■ **Data supplied**
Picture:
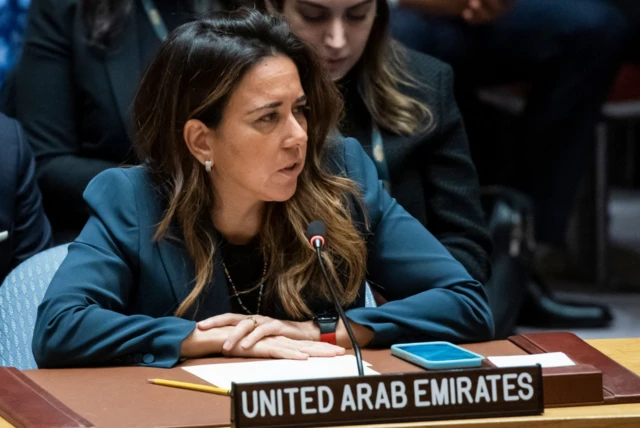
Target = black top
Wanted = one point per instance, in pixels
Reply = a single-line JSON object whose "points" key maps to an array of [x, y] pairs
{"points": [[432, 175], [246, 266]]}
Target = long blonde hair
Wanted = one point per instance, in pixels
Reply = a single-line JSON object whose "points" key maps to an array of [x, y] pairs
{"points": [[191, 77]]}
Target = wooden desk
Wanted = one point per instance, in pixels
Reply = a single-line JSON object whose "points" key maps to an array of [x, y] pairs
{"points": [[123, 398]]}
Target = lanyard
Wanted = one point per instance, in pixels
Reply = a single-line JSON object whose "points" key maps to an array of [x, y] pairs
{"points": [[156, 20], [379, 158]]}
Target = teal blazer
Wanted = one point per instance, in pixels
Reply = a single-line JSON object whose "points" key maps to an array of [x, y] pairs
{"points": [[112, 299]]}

==

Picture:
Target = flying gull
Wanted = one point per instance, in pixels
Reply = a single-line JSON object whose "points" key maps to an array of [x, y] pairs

■ **Given request**
Display each line of the rows above that contains the string "Target", copied in full.

■ **Task output**
Target = black top
Target = long blonde hair
Target = wooden desk
Target = lanyard
Target = teal blazer
Target = flying gull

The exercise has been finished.